BEGIN EXCERPT

Because hoop.dev sits in the data path, it can record each session, replay it on demand, and store a log of who did what. The enforcement outcomes, session recording, inline masking, just‑in‑time approval, and command blocking, are all performed by hoop.dev, not by the underlying operating system or the AI model.
Setup: identity and least‑privilege grants
The first layer is identity. Engineers obtain an OIDC token from the corporate IdP. The token is presented to hoop.dev, which validates it and maps group membership to policy rules. Service accounts used by AI helpers are also registered, but they are limited to the minimum scopes required for the task. This setup decides who may start a request, but it does not enforce any guardrails on its own.
The data path: where enforcement lives
All traffic to the workstation passes through hoop.dev’s gateway. The gateway parses the wire protocol (SSH, RDP, or local command execution) and can intervene before the host sees the command. Because the gateway is the only place where the request is visible, it is the sole point where masking, approval, and blocking can be applied.
Enforcement outcomes: audit, masking, approval, and replay
hoop.dev records each session in a secure log that can be queried later. When a response contains a secret, such as a password or API key, hoop.dev masks that field before it is returned to the AI, preventing accidental leakage. If a command attempts to delete a critical file, hoop.dev can halt the execution and require a human to approve the action. Finally, the recorded session can be replayed in a sandbox for forensic analysis, giving teams full visibility into what the shadow AI actually did.
Why the gateway model is essential for shadow AI
Without a gateway, any identity check happens outside the data path. The operating system cannot differentiate between a human and an AI, nor can it enforce masking or approvals. hoop.dev changes that by becoming the mandatory choke point. It guarantees that every computer‑use request is subject to the same policy, regardless of who or what initiates it.

END EXCERPT
BEGIN SUPPLIED RECORDS

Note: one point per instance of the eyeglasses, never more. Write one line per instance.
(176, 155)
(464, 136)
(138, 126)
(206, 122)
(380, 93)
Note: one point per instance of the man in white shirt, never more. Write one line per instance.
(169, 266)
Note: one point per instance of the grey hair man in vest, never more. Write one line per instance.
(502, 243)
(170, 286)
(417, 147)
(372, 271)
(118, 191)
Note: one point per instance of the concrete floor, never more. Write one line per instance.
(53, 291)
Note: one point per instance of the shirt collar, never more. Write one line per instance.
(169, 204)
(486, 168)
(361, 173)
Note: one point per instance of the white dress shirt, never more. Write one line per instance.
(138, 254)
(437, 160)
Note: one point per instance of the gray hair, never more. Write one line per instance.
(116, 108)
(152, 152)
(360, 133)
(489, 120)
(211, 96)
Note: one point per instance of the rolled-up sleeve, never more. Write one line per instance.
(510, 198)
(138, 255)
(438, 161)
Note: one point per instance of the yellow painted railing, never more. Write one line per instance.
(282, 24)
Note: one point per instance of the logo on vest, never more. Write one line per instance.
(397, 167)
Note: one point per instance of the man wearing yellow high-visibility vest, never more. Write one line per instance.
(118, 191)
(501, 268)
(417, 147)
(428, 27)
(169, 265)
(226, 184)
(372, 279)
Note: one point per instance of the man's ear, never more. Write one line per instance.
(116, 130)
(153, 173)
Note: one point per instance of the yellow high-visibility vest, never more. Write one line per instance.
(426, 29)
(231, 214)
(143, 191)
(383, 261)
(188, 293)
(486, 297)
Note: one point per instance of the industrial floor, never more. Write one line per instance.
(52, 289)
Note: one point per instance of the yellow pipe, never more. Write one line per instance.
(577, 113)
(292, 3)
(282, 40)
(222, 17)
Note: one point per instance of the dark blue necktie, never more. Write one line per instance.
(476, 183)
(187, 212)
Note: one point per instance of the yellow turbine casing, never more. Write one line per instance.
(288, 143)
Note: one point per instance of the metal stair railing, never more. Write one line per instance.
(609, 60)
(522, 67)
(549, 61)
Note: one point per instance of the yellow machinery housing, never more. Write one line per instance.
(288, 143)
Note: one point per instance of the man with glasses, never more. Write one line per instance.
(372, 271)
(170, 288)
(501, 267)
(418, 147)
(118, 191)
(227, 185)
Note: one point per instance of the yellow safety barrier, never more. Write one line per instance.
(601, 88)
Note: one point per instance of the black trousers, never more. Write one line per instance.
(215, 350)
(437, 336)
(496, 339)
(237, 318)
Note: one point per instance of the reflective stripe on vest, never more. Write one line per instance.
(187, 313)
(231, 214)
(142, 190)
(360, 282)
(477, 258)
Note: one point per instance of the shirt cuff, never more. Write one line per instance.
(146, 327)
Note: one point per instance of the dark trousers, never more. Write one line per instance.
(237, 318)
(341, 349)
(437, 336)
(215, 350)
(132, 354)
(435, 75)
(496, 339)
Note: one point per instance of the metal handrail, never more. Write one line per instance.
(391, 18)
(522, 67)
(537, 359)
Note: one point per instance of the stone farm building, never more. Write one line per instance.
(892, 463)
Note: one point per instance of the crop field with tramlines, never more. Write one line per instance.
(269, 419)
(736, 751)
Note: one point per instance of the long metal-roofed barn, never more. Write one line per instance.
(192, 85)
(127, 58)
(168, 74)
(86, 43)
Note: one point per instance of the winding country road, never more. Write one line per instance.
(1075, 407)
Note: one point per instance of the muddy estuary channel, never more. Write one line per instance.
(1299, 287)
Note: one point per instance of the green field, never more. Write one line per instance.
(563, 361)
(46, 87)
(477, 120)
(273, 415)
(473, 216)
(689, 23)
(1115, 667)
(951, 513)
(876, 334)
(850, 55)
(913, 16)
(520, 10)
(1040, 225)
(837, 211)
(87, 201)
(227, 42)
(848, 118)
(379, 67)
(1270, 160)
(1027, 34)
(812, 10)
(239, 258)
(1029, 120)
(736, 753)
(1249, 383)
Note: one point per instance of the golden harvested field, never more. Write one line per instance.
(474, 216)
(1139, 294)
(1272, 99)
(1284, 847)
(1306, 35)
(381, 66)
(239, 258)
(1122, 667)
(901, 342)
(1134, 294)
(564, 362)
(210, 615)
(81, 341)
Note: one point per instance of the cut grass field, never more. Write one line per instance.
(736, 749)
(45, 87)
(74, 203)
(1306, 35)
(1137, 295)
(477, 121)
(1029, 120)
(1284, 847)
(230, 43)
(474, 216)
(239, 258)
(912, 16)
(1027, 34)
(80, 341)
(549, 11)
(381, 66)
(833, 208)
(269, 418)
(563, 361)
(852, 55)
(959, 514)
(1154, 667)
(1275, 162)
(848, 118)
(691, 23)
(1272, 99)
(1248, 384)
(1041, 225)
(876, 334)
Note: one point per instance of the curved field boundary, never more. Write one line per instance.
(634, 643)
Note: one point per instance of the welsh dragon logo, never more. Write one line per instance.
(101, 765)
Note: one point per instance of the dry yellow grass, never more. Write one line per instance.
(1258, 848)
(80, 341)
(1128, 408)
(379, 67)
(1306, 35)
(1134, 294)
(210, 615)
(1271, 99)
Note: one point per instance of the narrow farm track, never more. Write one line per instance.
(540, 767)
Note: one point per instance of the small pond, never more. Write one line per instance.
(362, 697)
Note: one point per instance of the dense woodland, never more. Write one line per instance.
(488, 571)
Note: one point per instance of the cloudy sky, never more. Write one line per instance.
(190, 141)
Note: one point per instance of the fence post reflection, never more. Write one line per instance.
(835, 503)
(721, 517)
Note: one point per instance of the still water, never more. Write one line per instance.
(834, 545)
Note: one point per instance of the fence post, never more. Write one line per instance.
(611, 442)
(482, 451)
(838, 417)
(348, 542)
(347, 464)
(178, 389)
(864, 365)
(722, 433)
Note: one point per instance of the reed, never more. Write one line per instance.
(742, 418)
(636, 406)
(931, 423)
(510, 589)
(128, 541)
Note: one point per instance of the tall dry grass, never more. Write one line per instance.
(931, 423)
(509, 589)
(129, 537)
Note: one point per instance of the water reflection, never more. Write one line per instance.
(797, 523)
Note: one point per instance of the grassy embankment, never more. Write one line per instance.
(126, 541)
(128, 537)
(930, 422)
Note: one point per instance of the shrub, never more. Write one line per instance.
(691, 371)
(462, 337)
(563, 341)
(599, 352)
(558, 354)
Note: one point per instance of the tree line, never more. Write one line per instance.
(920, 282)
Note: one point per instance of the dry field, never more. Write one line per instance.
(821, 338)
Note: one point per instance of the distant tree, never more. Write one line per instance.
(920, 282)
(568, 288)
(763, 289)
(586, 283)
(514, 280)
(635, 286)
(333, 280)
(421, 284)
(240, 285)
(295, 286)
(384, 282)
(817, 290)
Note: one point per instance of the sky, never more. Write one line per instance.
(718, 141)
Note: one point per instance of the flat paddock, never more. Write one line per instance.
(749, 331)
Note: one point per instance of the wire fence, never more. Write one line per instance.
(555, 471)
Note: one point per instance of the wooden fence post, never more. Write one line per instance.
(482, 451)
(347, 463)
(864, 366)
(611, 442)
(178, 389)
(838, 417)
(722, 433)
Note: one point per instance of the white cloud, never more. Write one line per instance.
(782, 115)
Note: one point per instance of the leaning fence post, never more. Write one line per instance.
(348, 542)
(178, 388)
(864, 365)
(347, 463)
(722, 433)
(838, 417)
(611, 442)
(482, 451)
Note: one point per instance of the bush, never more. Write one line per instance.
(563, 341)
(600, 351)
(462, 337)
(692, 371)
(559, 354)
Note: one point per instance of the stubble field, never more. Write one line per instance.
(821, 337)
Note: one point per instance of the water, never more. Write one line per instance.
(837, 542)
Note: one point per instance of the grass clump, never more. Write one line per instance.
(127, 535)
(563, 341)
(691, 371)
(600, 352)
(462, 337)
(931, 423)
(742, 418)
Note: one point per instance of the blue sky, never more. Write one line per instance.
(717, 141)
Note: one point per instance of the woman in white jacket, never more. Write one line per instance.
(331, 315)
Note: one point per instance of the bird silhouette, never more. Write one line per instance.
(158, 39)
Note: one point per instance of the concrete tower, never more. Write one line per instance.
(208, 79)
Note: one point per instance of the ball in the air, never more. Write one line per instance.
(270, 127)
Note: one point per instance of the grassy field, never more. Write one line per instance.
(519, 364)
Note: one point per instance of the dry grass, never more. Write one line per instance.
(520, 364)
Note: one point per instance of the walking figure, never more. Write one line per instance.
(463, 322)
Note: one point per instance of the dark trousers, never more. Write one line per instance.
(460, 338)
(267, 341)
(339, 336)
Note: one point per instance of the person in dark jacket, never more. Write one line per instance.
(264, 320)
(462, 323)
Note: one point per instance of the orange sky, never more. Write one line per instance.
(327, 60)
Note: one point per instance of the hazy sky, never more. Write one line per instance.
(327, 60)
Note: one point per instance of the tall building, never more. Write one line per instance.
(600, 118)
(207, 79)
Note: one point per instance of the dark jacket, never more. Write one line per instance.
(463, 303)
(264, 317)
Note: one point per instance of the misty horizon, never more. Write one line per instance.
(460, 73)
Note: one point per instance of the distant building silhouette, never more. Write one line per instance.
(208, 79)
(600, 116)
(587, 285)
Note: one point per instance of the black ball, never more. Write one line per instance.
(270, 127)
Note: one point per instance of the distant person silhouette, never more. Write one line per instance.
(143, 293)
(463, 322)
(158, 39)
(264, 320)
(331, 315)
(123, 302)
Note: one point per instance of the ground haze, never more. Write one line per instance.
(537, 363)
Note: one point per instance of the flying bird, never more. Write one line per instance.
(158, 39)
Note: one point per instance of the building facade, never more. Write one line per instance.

END SUPPLIED RECORDS

WORK INSTRUCTION 1 -
Update the passage on hoop.dev from "The data path: where" to "can be applied.", substituting "network protocol" for "wire protocol".
WORK INSTRUCTION 2 -
Take the passage on hoop.dev further, picking up directly after its final sentence.

EXPECTED ANSWER 1 -
The data path: where enforcement lives
All traffic to the workstation passes through hoop.dev’s gateway. The gateway parses the network protocol (SSH, RDP, or local command execution) and can intervene before the host sees the command. Because the gateway is the only place where the request is visible, it is the sole point where masking, approval, and blocking can be applied.

EXPECTED ANSWER 2 -
In addition to security, the model simplifies compliance. Auditors can request the session logs from hoop.dev, and the logs show exactly which user approved each action, what data was hidden, and which commands were blocked. This evidence satisfies many governance frameworks without requiring custom tooling.
Getting started
To try the solution, follow the getting started guide and explore the feature documentation on hoop.dev/learn. The open‑source repository contains all the components you need to deploy the gateway in your environment.
Explore the source code on GitHub to see how the data‑path interceptor is built and how you can extend the policy engine for your specific shadow AI use cases.
FAQ
- Can hoop.dev stop an AI from reading environment variables? Yes. By intercepting the command before it reaches the host, hoop.dev can block attempts to dump the environment unless an explicit approval is recorded.
- Does hoop.dev store the AI’s output? It stores a masked version of the output for audit purposes. Sensitive fields are redacted according to policy before the log is persisted.
- Is hoop.dev compatible with existing CI pipelines? The gateway works with any tool that can speak the supported protocols (SSH, RDP, etc.). You simply point the pipeline’s executor to the hoop.dev endpoint instead of the raw host.